● The exercise:
Render the records from the line containing "The locate routine indicates the two-lane" through the line containing "x=1351 y=377" as a two-column CSV with the columns "request" and "answer", one row per request. Put each value in a single quoted field and replace any line breaks with spaces.
##### Records
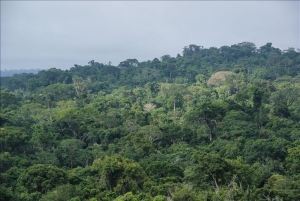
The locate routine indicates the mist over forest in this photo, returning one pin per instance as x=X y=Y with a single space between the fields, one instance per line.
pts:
x=209 y=124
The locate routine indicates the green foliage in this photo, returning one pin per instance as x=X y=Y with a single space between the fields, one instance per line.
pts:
x=210 y=124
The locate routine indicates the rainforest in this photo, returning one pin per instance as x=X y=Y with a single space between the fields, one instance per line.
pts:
x=209 y=124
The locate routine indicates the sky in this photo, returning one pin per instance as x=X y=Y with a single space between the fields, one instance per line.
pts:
x=59 y=34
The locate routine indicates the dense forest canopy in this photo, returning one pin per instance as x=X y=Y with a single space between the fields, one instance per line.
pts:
x=209 y=124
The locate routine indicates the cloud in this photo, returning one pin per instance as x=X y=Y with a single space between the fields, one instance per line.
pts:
x=40 y=34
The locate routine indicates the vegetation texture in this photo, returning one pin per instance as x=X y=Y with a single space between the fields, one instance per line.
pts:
x=210 y=124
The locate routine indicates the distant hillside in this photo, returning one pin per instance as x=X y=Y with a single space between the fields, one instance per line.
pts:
x=7 y=73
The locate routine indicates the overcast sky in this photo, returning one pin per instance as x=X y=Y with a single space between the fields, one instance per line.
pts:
x=46 y=34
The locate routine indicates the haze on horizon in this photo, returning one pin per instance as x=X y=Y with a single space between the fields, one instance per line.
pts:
x=46 y=34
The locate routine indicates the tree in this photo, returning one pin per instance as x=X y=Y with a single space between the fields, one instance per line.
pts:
x=209 y=114
x=41 y=178
x=119 y=174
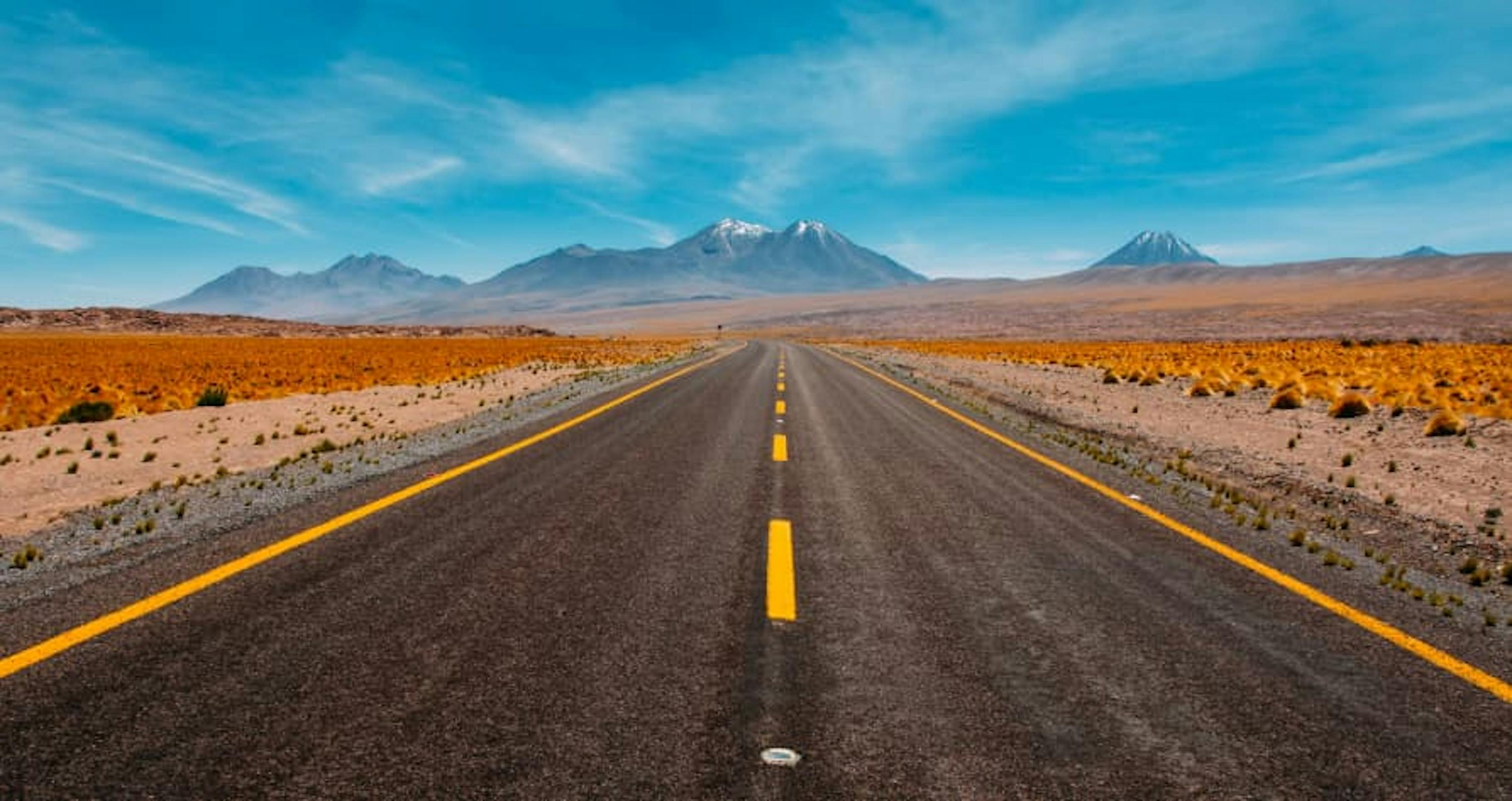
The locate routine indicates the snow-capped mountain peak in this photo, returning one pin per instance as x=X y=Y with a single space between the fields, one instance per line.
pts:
x=732 y=227
x=1156 y=249
x=808 y=226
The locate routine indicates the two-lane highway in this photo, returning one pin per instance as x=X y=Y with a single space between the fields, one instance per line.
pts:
x=776 y=549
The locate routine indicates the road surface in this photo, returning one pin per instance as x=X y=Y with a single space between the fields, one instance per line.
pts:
x=610 y=612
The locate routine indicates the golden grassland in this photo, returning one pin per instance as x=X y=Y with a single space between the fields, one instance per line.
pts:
x=141 y=374
x=1351 y=377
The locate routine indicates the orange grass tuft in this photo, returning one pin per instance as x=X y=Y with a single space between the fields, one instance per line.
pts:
x=1351 y=404
x=43 y=376
x=1464 y=379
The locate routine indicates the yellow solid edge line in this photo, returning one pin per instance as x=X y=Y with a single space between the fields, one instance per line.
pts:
x=1376 y=626
x=73 y=637
x=782 y=596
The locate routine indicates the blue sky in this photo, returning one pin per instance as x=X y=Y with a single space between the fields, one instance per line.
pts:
x=147 y=147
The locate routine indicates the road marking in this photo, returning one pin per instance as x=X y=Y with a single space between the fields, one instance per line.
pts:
x=82 y=634
x=1373 y=625
x=782 y=596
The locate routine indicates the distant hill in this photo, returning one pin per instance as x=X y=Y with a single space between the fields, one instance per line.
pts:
x=1153 y=249
x=144 y=321
x=1423 y=252
x=351 y=286
x=729 y=259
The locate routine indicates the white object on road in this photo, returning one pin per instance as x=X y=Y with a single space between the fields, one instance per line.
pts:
x=782 y=758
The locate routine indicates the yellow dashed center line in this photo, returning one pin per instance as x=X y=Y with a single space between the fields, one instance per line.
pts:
x=782 y=596
x=1376 y=626
x=152 y=603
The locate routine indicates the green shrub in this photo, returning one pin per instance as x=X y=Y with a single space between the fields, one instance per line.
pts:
x=212 y=397
x=87 y=411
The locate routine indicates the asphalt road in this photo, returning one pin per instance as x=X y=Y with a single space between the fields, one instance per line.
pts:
x=589 y=617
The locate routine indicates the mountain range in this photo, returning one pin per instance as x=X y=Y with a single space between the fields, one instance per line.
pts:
x=729 y=259
x=354 y=283
x=1151 y=249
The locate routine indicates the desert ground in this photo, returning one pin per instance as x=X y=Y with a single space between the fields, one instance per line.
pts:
x=395 y=385
x=1375 y=481
x=59 y=469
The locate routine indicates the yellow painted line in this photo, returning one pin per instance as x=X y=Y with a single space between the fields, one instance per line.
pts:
x=152 y=603
x=1373 y=625
x=782 y=596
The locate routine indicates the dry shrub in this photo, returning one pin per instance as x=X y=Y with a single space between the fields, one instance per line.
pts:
x=1444 y=423
x=1287 y=400
x=1351 y=404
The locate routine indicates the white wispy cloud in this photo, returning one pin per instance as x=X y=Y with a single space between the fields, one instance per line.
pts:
x=43 y=233
x=657 y=232
x=1390 y=158
x=144 y=208
x=385 y=183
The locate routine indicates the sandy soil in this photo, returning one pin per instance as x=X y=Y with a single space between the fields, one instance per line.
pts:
x=194 y=445
x=1437 y=478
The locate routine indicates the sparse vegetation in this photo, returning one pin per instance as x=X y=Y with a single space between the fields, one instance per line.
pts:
x=87 y=411
x=214 y=397
x=143 y=374
x=1351 y=404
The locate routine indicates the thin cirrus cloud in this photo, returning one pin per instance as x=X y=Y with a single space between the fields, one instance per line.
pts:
x=43 y=233
x=146 y=208
x=657 y=232
x=388 y=183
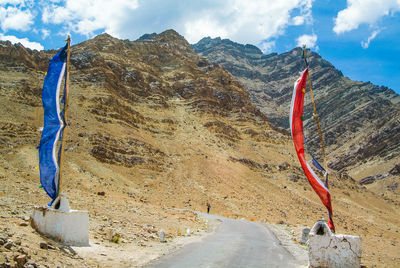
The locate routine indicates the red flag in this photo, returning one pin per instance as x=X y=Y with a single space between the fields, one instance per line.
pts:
x=296 y=128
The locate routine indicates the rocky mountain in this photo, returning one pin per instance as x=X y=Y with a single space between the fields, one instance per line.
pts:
x=155 y=131
x=360 y=121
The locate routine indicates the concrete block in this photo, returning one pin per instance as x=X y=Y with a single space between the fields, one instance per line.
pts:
x=59 y=222
x=326 y=249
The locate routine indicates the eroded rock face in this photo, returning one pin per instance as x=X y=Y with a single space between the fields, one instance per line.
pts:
x=360 y=121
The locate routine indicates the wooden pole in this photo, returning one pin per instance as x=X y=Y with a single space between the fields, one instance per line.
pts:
x=65 y=113
x=315 y=115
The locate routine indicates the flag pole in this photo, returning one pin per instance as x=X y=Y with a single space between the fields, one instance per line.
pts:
x=65 y=112
x=315 y=115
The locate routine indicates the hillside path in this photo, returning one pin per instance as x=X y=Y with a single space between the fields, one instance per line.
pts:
x=235 y=243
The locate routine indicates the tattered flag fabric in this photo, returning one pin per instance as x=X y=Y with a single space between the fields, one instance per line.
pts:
x=296 y=128
x=54 y=123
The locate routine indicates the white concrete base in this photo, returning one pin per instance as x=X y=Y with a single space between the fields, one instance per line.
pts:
x=326 y=249
x=70 y=227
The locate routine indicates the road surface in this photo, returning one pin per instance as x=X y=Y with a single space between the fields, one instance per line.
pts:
x=235 y=243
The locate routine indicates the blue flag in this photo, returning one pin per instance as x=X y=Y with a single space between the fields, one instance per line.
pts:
x=54 y=124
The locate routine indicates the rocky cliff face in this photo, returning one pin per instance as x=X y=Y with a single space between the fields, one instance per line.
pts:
x=153 y=127
x=360 y=121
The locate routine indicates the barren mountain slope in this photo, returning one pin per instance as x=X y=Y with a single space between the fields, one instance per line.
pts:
x=361 y=121
x=155 y=127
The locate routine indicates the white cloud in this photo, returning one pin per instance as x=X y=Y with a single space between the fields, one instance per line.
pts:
x=24 y=41
x=241 y=21
x=309 y=40
x=365 y=44
x=298 y=20
x=14 y=18
x=360 y=12
x=87 y=16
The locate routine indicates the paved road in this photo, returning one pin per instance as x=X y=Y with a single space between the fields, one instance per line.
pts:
x=235 y=243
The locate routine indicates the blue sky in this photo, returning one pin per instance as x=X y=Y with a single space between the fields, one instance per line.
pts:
x=361 y=38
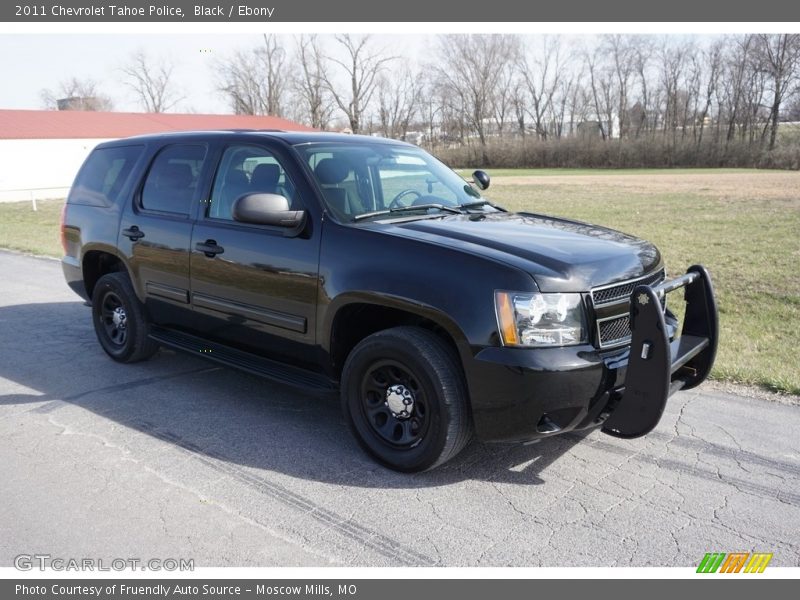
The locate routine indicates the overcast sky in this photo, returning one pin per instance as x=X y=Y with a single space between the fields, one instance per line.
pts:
x=32 y=62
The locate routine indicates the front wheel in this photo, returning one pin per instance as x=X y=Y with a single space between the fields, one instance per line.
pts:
x=404 y=397
x=120 y=321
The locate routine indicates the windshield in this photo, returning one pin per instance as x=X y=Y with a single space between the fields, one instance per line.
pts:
x=358 y=179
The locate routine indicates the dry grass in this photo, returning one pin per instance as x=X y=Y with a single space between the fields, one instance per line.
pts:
x=744 y=226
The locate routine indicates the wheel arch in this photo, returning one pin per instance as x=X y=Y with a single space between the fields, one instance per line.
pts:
x=356 y=316
x=98 y=261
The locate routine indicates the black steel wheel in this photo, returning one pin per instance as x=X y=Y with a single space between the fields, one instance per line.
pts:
x=120 y=321
x=404 y=398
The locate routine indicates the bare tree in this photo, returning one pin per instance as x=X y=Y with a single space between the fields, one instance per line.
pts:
x=273 y=57
x=76 y=94
x=398 y=98
x=621 y=50
x=255 y=80
x=152 y=81
x=780 y=59
x=469 y=68
x=309 y=85
x=362 y=66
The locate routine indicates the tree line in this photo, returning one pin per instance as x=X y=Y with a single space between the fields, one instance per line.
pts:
x=513 y=100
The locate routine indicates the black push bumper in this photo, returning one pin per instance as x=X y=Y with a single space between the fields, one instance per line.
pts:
x=658 y=367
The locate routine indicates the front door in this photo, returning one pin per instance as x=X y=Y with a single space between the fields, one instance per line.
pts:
x=156 y=230
x=252 y=287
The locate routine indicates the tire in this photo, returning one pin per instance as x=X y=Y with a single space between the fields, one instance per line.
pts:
x=120 y=321
x=404 y=398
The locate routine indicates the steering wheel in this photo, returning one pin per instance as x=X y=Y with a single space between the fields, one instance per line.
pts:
x=395 y=203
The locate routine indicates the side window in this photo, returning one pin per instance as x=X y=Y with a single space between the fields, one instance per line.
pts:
x=172 y=180
x=248 y=170
x=103 y=175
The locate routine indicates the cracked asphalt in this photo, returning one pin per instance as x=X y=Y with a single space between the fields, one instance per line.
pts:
x=179 y=458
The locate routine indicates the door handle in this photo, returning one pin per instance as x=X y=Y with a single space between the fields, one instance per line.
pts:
x=209 y=248
x=133 y=233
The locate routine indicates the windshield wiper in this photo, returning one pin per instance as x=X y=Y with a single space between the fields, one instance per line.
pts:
x=479 y=203
x=397 y=209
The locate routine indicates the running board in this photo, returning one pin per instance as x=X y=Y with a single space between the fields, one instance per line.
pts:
x=245 y=361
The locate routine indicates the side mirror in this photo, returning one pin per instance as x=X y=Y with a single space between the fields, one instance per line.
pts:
x=481 y=179
x=268 y=209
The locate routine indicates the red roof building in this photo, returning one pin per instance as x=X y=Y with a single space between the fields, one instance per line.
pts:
x=74 y=124
x=41 y=150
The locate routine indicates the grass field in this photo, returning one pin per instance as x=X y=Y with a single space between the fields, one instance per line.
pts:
x=744 y=225
x=26 y=230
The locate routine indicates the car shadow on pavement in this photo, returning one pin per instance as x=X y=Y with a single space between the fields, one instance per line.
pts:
x=219 y=414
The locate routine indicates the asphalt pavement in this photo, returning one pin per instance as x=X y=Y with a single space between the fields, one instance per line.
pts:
x=179 y=458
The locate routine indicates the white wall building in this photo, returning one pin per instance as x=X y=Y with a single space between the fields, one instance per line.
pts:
x=40 y=151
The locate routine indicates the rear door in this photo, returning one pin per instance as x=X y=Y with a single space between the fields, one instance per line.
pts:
x=256 y=289
x=156 y=230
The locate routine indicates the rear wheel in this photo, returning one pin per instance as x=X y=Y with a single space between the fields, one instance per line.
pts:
x=405 y=400
x=120 y=321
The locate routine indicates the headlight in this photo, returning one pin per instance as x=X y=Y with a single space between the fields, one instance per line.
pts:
x=532 y=319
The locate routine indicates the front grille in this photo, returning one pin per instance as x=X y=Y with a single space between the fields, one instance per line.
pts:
x=614 y=330
x=622 y=291
x=613 y=326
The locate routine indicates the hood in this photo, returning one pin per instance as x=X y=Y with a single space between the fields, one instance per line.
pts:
x=561 y=255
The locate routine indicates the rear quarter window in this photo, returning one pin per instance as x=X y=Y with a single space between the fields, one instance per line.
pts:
x=102 y=177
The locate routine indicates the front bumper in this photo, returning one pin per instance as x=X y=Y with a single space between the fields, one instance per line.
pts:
x=520 y=394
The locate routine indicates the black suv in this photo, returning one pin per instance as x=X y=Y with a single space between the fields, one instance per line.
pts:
x=365 y=266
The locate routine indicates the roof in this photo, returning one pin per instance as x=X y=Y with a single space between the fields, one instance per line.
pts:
x=71 y=124
x=308 y=136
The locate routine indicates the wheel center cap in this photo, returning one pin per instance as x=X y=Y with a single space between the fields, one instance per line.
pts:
x=400 y=401
x=119 y=317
##########
● Problem solution:
request,answer
"The locate routine indicates the two-lane highway in this photo, returning one pin per instance as x=X y=Y with a single space between the fields, one instance per line. pts:","x=776 y=549"
"The locate routine indicates the road surface in this photo, returning one pin per instance as x=X y=Y with a single space between the fields, one instance per line. pts:","x=610 y=612"
"The locate routine indicates the golden grassland in this photo, returning one pin per instance as x=X y=Y with a single space between the fields, one instance per line. pts:","x=141 y=374 x=1351 y=377"